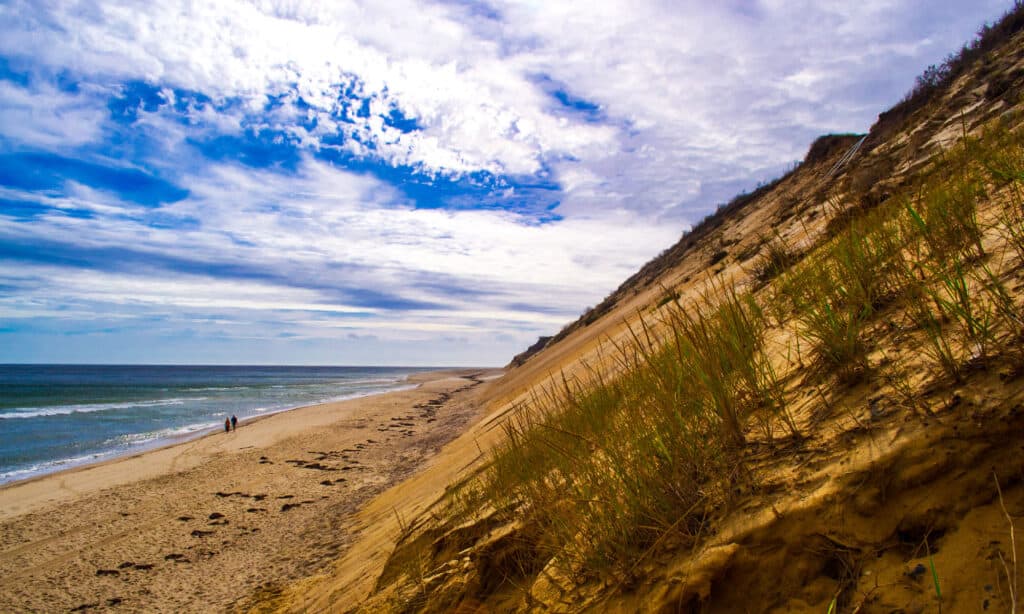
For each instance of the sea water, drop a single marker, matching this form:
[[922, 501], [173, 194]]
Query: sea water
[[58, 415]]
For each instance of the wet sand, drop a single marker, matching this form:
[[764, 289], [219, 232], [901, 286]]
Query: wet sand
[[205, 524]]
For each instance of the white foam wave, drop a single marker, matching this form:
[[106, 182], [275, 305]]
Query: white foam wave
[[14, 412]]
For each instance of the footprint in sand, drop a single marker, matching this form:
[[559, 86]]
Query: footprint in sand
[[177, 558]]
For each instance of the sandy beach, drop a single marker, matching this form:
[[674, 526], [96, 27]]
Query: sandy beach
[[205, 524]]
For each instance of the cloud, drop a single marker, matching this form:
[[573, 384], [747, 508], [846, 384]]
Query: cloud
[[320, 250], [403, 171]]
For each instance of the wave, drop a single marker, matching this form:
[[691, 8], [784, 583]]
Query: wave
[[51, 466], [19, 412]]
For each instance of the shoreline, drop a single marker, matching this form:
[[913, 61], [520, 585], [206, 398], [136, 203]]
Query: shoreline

:::

Turn the records above into a JSON list of strings with one string for each line. Skip blank lines and leave the pictures out.

[
  "For each instance of the sea water, drop a single marker, matching this form:",
  "[[922, 501], [173, 194]]",
  "Query: sea water",
  "[[58, 415]]",
  "For each instance of the wet sand, drop a single marker, matching this form:",
  "[[764, 289], [219, 232], [901, 286]]",
  "Query: wet sand",
  "[[205, 524]]",
  "For each instance of the white foam wave, drop a single marker, matching this form:",
  "[[106, 182], [275, 305]]",
  "Query: white foam wave",
  "[[14, 412]]",
  "For each instance of the footprint in sand, drop a single marker, matching this form:",
  "[[559, 86]]",
  "Query: footprint in sand",
  "[[177, 558]]",
  "For each instance of the sandy beach, drop a single marker, matching this form:",
  "[[674, 526], [96, 27]]",
  "Query: sandy beach",
  "[[205, 524]]",
  "For each instance of the cloud, drop a single marker, matching this form:",
  "[[573, 384], [747, 508], [846, 384]]",
  "Query: cloud",
  "[[320, 250], [403, 171]]",
  "For each instance of the wave, drop a single marker, matching this form:",
  "[[691, 8], [784, 583]]",
  "Query: wave",
  "[[51, 466], [19, 412]]",
  "For each instance of the shoreline, drop a single marker, matching this form:",
  "[[913, 61], [520, 585], [206, 398], [136, 203]]",
  "Query: shoreline"
]